# PROBLEM DETAILS
Reproduce the following records exactly from the line containing "Identify the man in" onward, ending with the last line and including it.

(Position identification records)

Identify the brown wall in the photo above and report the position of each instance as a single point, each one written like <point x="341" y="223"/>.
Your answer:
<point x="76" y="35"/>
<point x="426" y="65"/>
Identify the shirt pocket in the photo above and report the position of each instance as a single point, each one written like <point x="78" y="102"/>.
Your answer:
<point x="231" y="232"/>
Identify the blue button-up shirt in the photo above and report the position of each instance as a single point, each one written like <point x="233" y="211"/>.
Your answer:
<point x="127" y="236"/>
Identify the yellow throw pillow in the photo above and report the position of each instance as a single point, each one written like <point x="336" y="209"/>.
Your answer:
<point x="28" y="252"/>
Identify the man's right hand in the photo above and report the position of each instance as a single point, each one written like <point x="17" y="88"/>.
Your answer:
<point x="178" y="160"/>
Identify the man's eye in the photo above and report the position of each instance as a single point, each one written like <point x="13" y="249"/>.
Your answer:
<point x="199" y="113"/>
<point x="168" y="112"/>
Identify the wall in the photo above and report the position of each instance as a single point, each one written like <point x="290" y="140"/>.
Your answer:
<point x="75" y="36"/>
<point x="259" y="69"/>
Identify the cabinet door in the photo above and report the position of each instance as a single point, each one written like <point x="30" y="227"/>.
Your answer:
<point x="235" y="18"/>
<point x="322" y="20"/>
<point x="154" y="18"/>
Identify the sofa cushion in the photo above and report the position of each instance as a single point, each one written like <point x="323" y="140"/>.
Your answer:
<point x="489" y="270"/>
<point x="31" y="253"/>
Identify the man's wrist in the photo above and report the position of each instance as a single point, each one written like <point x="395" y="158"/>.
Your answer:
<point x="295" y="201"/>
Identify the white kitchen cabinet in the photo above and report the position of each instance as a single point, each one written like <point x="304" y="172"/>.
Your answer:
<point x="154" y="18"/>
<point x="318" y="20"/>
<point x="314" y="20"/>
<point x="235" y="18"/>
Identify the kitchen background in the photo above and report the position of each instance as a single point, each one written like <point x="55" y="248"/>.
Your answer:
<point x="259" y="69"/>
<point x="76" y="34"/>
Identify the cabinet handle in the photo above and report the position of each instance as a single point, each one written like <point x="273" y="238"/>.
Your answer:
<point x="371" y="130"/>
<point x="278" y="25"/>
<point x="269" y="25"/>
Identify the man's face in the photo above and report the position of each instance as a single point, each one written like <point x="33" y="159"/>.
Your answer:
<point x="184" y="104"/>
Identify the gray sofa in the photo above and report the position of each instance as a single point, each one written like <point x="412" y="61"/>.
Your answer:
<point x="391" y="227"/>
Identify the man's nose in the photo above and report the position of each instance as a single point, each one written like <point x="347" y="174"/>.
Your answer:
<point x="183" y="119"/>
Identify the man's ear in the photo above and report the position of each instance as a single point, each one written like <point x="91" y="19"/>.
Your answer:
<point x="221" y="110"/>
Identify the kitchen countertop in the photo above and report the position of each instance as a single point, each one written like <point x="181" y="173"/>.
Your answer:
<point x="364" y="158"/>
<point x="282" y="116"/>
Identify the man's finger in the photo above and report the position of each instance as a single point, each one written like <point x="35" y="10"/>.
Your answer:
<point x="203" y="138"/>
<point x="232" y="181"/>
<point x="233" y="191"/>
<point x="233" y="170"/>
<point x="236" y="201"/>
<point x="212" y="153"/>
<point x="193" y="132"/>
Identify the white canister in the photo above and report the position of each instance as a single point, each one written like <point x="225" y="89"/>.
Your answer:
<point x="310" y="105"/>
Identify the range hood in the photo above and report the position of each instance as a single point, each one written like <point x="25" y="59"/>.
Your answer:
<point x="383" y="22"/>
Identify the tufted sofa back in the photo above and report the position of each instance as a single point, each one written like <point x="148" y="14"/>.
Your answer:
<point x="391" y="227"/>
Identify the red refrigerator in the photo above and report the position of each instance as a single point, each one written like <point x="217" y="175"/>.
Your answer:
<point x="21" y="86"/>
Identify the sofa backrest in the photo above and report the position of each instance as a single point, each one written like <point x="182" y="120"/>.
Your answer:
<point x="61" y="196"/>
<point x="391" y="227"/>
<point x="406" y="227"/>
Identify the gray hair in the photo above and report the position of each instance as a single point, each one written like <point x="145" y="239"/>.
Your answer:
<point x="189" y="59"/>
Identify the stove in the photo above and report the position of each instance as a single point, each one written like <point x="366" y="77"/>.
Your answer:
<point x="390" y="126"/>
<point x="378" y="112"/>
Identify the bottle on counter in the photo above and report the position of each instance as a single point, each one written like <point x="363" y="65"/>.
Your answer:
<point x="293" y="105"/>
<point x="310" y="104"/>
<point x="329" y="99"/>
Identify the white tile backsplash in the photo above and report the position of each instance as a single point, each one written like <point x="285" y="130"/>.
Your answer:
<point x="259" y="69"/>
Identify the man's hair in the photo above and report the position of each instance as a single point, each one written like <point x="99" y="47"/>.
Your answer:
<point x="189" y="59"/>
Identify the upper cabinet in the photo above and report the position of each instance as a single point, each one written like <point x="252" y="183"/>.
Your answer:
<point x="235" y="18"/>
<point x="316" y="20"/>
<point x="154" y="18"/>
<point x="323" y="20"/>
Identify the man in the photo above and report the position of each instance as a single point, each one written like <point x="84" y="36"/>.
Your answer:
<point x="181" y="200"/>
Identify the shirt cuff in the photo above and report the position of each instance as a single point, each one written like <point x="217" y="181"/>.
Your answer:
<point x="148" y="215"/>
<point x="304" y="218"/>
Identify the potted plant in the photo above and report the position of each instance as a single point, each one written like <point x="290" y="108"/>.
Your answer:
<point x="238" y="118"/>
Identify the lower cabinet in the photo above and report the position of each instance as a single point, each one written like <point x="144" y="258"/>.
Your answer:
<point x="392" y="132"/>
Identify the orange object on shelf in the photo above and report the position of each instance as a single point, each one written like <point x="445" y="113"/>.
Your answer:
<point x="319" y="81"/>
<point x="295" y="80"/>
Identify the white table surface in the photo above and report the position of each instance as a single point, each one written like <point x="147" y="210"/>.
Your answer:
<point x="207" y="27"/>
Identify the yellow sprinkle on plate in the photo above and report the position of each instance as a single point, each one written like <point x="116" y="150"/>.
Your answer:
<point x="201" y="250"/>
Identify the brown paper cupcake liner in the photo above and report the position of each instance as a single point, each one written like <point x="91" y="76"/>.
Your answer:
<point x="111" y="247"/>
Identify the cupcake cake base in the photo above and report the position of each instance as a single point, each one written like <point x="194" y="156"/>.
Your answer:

# ANSWER TO THIS PROBLEM
Identify the man in the photo above and report the position of each instance as a single point, each one written like <point x="84" y="36"/>.
Your answer:
<point x="181" y="200"/>
Identify the shirt cuff in the photo above and report the position of each instance as a single point, each one written like <point x="217" y="181"/>.
Your answer:
<point x="148" y="215"/>
<point x="304" y="218"/>
Identify the potted plant in the photo above and report the position of each instance as a single point, each one written like <point x="290" y="108"/>.
Your answer:
<point x="238" y="118"/>
Identify the lower cabinet in the photo above and report the position of each instance as a single point, each one written like <point x="144" y="258"/>.
Your answer:
<point x="392" y="132"/>
Identify the orange object on shelf in the photo above and report the position of each instance as a single point, each one written like <point x="445" y="113"/>.
Your answer:
<point x="319" y="81"/>
<point x="295" y="80"/>
Identify the white table surface in the photo above and report the position of each instance as a single point, each one written like <point x="147" y="210"/>.
Your answer:
<point x="207" y="27"/>
Identify the yellow sprinkle on plate in the photo above and report the position of each instance as a single point, each one written like <point x="116" y="150"/>.
Your answer:
<point x="201" y="250"/>
Identify the brown paper cupcake liner in the photo above and report the position of each instance as a single point, each one written like <point x="91" y="76"/>.
Your answer:
<point x="111" y="247"/>
Identify the cupcake cake base in the photo above and report the position of each instance as a single point, each one written like <point x="194" y="156"/>.
Your answer:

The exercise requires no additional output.